> _WRITTEN TASK_: Please find each line in the items below that contains the word "surface", and copy those lines out.

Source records
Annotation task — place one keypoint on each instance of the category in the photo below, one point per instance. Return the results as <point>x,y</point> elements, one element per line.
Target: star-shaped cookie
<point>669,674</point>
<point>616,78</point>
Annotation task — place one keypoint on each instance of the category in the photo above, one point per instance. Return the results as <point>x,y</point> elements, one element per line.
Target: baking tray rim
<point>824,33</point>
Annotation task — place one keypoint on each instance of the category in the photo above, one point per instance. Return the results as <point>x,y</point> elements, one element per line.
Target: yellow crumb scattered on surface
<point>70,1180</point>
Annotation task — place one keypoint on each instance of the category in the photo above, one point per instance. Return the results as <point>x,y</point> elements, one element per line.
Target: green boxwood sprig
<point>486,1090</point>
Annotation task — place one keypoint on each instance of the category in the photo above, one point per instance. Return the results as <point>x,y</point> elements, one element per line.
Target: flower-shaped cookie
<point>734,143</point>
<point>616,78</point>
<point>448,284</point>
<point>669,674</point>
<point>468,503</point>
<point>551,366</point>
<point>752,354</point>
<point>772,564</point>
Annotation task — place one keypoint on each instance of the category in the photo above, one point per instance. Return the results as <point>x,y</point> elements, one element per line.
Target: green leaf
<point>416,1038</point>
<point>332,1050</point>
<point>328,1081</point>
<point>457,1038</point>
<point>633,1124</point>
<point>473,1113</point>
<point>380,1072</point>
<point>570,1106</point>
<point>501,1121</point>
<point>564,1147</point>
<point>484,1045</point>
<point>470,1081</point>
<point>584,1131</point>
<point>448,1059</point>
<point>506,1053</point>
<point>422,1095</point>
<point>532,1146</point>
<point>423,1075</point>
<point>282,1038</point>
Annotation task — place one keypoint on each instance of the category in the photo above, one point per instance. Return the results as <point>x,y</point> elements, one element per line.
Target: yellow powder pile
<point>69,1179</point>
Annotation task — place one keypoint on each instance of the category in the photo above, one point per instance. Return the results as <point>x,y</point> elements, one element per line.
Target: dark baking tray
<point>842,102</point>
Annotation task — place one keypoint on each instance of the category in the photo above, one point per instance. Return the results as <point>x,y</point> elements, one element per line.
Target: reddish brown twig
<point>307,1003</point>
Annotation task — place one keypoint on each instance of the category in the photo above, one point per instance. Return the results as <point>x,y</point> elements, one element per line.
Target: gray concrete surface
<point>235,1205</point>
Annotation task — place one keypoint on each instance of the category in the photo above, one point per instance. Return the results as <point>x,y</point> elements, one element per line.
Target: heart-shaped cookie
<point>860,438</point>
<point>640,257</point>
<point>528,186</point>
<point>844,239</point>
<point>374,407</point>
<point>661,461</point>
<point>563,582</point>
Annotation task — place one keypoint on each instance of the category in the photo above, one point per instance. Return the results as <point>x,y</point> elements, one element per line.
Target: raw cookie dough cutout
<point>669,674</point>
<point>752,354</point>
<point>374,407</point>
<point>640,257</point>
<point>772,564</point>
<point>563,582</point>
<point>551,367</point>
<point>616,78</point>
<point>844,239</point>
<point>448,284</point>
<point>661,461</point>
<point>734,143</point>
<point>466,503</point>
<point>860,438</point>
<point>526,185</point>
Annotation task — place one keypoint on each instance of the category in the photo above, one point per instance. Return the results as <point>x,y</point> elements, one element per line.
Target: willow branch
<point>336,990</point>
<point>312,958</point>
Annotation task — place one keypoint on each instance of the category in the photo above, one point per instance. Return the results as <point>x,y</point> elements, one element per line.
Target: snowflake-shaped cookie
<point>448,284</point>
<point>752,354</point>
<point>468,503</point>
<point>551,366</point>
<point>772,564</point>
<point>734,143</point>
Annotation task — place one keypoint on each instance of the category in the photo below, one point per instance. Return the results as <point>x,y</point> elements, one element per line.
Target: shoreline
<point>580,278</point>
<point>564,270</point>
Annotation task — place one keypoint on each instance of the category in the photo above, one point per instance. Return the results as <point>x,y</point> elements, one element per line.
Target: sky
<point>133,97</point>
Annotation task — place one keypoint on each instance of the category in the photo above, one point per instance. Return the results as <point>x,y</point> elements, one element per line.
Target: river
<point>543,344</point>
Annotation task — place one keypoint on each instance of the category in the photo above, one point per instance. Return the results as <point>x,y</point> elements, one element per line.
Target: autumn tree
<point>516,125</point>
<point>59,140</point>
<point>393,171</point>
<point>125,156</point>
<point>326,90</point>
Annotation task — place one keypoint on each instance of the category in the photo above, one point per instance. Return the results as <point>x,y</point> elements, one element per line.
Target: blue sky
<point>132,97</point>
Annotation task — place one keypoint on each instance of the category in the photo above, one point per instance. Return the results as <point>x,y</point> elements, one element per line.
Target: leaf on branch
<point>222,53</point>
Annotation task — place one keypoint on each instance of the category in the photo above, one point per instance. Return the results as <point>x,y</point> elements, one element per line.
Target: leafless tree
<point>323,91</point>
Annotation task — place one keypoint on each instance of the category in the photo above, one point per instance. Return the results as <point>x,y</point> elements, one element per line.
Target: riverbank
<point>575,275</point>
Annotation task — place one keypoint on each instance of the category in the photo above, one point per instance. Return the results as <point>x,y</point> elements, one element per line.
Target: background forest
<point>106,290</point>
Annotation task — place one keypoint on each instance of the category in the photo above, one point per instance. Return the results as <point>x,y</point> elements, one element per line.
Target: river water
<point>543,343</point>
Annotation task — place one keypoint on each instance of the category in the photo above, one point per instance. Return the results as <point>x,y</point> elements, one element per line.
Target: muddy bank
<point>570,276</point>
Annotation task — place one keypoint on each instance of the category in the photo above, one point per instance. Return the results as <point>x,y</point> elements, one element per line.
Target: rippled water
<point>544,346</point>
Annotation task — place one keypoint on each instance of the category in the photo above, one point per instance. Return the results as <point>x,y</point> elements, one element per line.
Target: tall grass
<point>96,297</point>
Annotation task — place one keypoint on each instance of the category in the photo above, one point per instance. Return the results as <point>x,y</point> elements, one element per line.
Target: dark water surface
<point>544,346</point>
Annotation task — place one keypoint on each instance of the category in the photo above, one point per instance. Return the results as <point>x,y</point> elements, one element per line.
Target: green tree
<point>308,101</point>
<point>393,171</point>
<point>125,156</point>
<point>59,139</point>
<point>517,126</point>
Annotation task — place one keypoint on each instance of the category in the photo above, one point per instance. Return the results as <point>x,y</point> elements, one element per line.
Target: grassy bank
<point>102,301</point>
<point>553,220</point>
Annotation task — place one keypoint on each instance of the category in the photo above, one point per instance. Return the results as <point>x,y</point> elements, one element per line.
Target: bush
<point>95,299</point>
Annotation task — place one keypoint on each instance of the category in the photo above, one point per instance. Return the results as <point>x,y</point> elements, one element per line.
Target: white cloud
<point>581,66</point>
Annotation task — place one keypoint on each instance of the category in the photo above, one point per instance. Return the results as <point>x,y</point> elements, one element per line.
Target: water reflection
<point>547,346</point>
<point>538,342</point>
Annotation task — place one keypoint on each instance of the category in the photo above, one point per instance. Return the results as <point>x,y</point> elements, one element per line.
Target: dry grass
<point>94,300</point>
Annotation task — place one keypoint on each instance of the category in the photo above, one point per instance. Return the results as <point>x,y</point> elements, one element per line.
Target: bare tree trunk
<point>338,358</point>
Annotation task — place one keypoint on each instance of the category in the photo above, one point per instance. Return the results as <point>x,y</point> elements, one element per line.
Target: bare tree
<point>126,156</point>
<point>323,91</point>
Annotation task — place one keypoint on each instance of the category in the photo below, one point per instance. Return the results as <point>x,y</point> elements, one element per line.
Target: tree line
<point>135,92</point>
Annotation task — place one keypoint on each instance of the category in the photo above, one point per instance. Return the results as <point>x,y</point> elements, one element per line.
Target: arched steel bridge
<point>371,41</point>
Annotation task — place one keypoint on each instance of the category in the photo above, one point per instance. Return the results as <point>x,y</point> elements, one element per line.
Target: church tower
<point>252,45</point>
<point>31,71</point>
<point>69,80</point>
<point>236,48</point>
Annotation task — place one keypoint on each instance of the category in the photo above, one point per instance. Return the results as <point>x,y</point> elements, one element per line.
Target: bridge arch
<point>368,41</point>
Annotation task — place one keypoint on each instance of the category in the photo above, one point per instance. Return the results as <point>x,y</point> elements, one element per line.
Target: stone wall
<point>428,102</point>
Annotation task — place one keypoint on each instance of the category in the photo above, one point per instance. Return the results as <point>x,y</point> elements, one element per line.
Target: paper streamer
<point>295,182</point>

> _ANSWER_:
Target: yellow crumb scattered on surface
Target: gray concrete surface
Target: dark water surface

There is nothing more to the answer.